EXERCISE DETAILS: Copy out the listing below without the pictures. Keep the request lines unchanged, including their sample points, and scale each point coordinate in the answers by 0.85, rounding to whole numbers with halves rounded up.

DATA LINES:
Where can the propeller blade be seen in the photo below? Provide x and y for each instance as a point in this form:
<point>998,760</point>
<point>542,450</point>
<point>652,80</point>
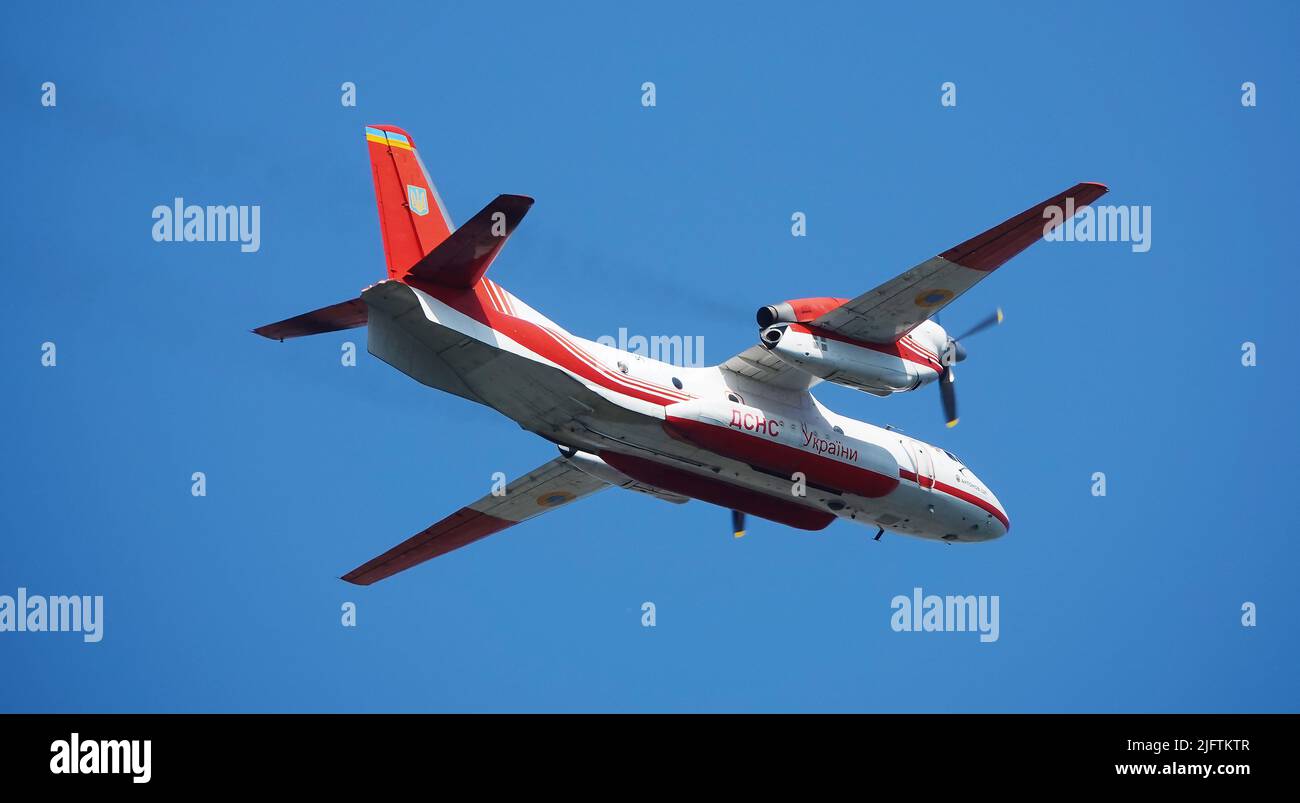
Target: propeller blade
<point>993,320</point>
<point>948,394</point>
<point>739,524</point>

RESULT BELOW:
Where can the propeller blade be seen in the photo below? Provide x and y for each instance as a point in this form:
<point>998,760</point>
<point>542,450</point>
<point>652,80</point>
Target: propeller blade
<point>844,272</point>
<point>806,335</point>
<point>628,445</point>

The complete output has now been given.